→ Listed entries
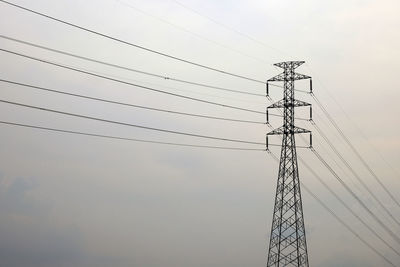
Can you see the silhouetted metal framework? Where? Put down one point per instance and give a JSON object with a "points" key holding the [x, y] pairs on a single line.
{"points": [[288, 246]]}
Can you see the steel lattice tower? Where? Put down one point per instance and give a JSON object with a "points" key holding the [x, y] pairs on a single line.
{"points": [[288, 246]]}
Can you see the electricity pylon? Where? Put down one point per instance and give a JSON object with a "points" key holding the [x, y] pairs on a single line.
{"points": [[288, 246]]}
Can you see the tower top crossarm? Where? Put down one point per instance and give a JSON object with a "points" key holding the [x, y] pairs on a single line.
{"points": [[289, 64]]}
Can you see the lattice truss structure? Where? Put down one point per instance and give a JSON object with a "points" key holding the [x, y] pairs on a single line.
{"points": [[288, 246]]}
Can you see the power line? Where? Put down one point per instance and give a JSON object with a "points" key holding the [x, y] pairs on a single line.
{"points": [[202, 37], [337, 217], [164, 77], [336, 126], [228, 27], [127, 104], [132, 44], [390, 232], [124, 138], [347, 206], [129, 83], [137, 85], [130, 124]]}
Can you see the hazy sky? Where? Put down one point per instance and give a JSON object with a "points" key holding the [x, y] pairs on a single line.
{"points": [[70, 200]]}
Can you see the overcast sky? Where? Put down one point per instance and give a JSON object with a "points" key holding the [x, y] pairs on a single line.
{"points": [[68, 200]]}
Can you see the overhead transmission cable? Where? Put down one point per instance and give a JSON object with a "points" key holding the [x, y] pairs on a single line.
{"points": [[137, 85], [355, 174], [128, 104], [130, 124], [164, 77], [337, 217], [346, 205], [125, 138], [348, 189], [228, 27], [129, 83], [197, 35], [352, 147], [132, 44]]}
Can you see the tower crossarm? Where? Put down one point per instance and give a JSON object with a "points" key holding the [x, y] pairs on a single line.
{"points": [[281, 131], [296, 103], [281, 77]]}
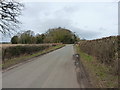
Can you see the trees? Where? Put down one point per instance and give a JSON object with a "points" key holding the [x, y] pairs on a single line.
{"points": [[60, 35], [14, 40], [40, 38], [27, 37], [9, 11], [56, 35]]}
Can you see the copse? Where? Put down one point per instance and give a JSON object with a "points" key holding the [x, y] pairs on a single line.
{"points": [[9, 11], [55, 35]]}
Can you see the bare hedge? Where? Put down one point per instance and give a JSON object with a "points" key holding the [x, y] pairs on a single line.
{"points": [[105, 49], [16, 51]]}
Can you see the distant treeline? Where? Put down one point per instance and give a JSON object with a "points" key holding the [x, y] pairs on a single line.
{"points": [[105, 50], [55, 35]]}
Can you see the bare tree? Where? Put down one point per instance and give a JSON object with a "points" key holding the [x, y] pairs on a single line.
{"points": [[9, 11]]}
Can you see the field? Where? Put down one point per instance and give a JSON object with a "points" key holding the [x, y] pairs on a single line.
{"points": [[16, 53]]}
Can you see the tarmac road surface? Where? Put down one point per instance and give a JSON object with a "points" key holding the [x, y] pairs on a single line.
{"points": [[53, 70]]}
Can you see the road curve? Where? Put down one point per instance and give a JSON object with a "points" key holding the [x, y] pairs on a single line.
{"points": [[53, 70]]}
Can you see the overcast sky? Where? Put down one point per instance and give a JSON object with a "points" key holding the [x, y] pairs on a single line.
{"points": [[90, 20]]}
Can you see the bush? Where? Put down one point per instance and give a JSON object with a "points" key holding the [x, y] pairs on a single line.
{"points": [[16, 51], [105, 49]]}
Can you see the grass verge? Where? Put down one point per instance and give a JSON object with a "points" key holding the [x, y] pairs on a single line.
{"points": [[100, 74], [11, 62]]}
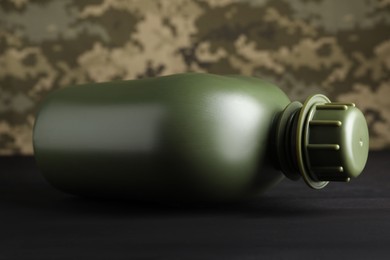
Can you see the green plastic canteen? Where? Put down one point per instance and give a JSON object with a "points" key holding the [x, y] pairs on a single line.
{"points": [[194, 137]]}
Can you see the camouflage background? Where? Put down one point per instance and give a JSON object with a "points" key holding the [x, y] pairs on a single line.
{"points": [[338, 48]]}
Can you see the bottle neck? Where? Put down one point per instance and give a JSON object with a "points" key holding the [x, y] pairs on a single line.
{"points": [[292, 140], [286, 138]]}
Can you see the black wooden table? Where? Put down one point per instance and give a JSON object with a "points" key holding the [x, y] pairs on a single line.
{"points": [[343, 221]]}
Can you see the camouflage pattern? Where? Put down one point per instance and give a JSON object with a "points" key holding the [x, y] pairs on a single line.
{"points": [[338, 48]]}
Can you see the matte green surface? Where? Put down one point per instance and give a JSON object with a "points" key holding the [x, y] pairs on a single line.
{"points": [[188, 136]]}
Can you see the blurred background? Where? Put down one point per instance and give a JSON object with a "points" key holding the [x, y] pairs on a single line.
{"points": [[338, 48]]}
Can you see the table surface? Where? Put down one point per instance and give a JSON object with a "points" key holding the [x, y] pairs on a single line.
{"points": [[289, 222]]}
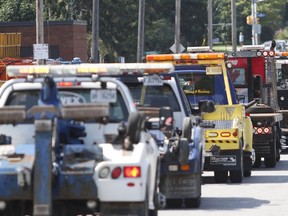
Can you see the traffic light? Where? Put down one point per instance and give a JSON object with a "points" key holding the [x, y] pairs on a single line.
{"points": [[249, 20]]}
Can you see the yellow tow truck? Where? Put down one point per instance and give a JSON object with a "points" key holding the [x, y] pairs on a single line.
{"points": [[228, 131]]}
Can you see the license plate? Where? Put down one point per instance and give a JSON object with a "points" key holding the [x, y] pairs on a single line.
{"points": [[214, 70], [227, 160], [103, 95], [154, 80]]}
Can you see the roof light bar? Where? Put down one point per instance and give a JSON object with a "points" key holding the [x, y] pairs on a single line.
{"points": [[252, 47], [88, 69], [283, 54], [184, 57], [199, 49]]}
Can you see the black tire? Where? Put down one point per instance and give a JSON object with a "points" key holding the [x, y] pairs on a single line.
{"points": [[192, 202], [187, 129], [270, 162], [183, 151], [134, 126], [278, 153], [257, 162], [221, 176], [236, 176], [174, 203]]}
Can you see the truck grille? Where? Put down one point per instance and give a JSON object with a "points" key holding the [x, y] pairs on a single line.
{"points": [[219, 124]]}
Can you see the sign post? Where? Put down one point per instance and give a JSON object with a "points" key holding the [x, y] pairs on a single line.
{"points": [[40, 51]]}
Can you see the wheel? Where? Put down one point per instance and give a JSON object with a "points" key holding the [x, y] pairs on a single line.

→ Work required
From the listing above, print every entry precisely and drop the pictures.

→ Solution to this problem
Can you see the silhouetted metal framework? Where? Put down one point per instance and give a JSON object with a "points" key holding the [x, y] pairs on a single line.
{"points": [[288, 246]]}
Can you see the steel lattice tower? Where? Put down one point per instance and give a JSON object with a "points" key holding the [x, y] pairs on a single line.
{"points": [[288, 246]]}
Can you see the electricity pylon? Where? Put down one point per instance and give a JSON object with a "points" key holding the [x, y] pairs on a single line.
{"points": [[288, 246]]}
Can you see the tower top crossarm? Where? Put down one point per instance and give a JSON object with a "points" key holding the [x, y] pairs on a single line.
{"points": [[289, 64]]}
Can you see the lattice truss structure? Where? Put down one point per instance and give a JSON object with a "points" key holding the [x, y] pairs on a single line.
{"points": [[288, 246]]}
Can you see the power line? Where? Put down one point per instance and give a JSON object with a "points" key holding the [x, y] pairs on a single line.
{"points": [[202, 37], [337, 217], [164, 77], [336, 126], [228, 27], [127, 104], [132, 44], [390, 232], [124, 138], [347, 206], [129, 83], [137, 85], [130, 124]]}
Can you see the hazy sky? Where? Put down one point per instance and give a JSON object with a "points" key holding the [x, y] pairs on a single line.
{"points": [[70, 200]]}
Can you see the overcast sky? Where? Put down one point per instance and give a JSON object with a "points" key holding the [x, y] pairs on a single line.
{"points": [[68, 200]]}
Can you see the overhead transmission cable? Where? Put down one point per instance and give a JSON object with a "points" key holding the [x, y] pairs on a single line.
{"points": [[137, 85], [355, 174], [128, 104], [130, 124], [164, 77], [337, 217], [346, 205], [125, 138], [348, 189], [228, 27], [129, 83], [197, 35], [352, 147], [132, 44]]}
Can you see the tower crossarm? Where? Put down one point per instance and give a JSON object with a "points" key holding the [x, y] pairs on a single line.
{"points": [[281, 131], [296, 103], [281, 77]]}
Can you see the trees? Where? Put down one point per instance and give a JSON object with a "points" key holding the [x, y] pairs on a single line.
{"points": [[60, 35], [14, 40], [40, 38], [27, 37], [9, 11], [56, 35]]}
Can you see the copse? Where? Put down one point per instance and give a JSON object with a "points" key holding the [x, y] pairs on a single line.
{"points": [[9, 11], [55, 35]]}
Can you see the bare hedge? Where? Put down one point per instance and give a JSON object with a "points" key holding the [x, y] pairs on a single line.
{"points": [[105, 49], [16, 51]]}
Can you see the distant treeline? Where? Put down one point per instance and give a JSON object with a "points" key holding the [x, y] pairs on a single line.
{"points": [[105, 50], [55, 35]]}
Can you see the bare tree? Where? Put down one point per instance and give a JSON object with a "points" key holding the [x, y] pairs on a single line.
{"points": [[9, 11]]}
Can you see the field? Where? Put down one point per instance and give a JSON object with a "points" key holding the [x, y] pairs on a single line.
{"points": [[16, 53]]}
Can you see the tarmac road surface? Where? Put down one point per instance and give a JSON object with a "points" key holding the [x, y] pairs on a single line.
{"points": [[53, 70]]}
Can you see the road curve? Where? Put down one point per instance and give a JSON object with a "points" key holding the [x, y] pairs on a single line.
{"points": [[53, 70]]}
Can you see the overcast sky? Where? Put down one point per instance and give a JSON object with a "points" key holding the [x, y] pairs on a single line.
{"points": [[90, 20]]}
Can you see the bush? Where? Put down one point per instance and give a JSON object with a "points" key holding the [x, y] pairs on a single line.
{"points": [[16, 51], [105, 49]]}
Can you see the grass verge? Where? Put down one point per instance and give a JSON object with a "points" key holding the [x, y] pairs on a single line.
{"points": [[100, 74], [11, 62]]}
Can you see the green plastic canteen? Where? Put down one point per instance and give a JSON object with a "points" key holding the [x, y] pairs on a single line.
{"points": [[194, 137]]}
Can you see the camouflage background? Where? Put down one point per instance and give a JSON object with a "points" key holding the [x, y] pairs on a single line.
{"points": [[338, 48]]}
Can you see the bottle neck? Where? Put down one point per instance and give a JSON object with a "points" key holding the [x, y] pairs on a single line.
{"points": [[292, 140], [286, 138]]}
Can you see the black wooden table? Where? Put down one point per instance and give a JSON object with a "points" key holding the [x, y] pairs on a single line.
{"points": [[343, 221]]}
Can you see the camouflage pattern? Where? Put down one point per instance and give a JSON object with a "points" key holding the [x, y] pairs on a single line.
{"points": [[338, 48]]}
Can you see the matte green surface? Where? Put down one point per instance and give a JSON object with a "points" key holding the [x, y] pairs on a single line.
{"points": [[188, 136]]}
Can you see the blurred background? Where? Put down one point per instance and give a JSON object with a "points" key holding the [x, y] pairs on a single line.
{"points": [[338, 48]]}
Can you see the table surface? Where? Put down one point per instance and give a JSON object with a "points" key holding the [x, y] pairs on a single line.
{"points": [[289, 222]]}
Can you see the traffic light? Where? Put down one point per instance and give a JSON object with a "points" key holding the [x, y] pairs on a single line.
{"points": [[249, 20]]}
Can you see the yellow tow truck? Where? Put down one point per instance and give a JSON object with a "points" key holding the [x, y] pairs on a single line.
{"points": [[228, 131]]}
Can you see the license plate? Where? Put down one point per instance and give a JSON object with a "points" key holding the [x, y] pairs on a single line.
{"points": [[214, 70], [227, 160], [103, 95], [154, 80]]}
Can you see the roof light bar? Where? Put down one point per instance and give a JSON object with a "points" key holding the [x, y] pairs on a single line.
{"points": [[252, 47], [88, 69], [283, 54], [184, 57], [199, 49]]}
Can you see the black tire? Where? Put down one point per instance and give a JSON object with a "points" key holding the [x, y] pairs on a single line.
{"points": [[192, 202], [187, 129], [270, 162], [183, 151], [134, 126], [278, 153], [257, 162], [221, 176], [236, 176], [174, 203]]}
Can you see the truck grille? Where? Put down one point per instance and give a JSON object with a "points" key holding the [x, y] pairs on a single line.
{"points": [[219, 124]]}
Can you see the sign post? Where? Put down one point per instance and give a JSON object with a "points" key holding the [x, y] pairs on a single line.
{"points": [[40, 51]]}
Can you see the wheel? Where? Put down one point per instance and give a JSON object with a "points" key holding the [x, y] pairs on a single line.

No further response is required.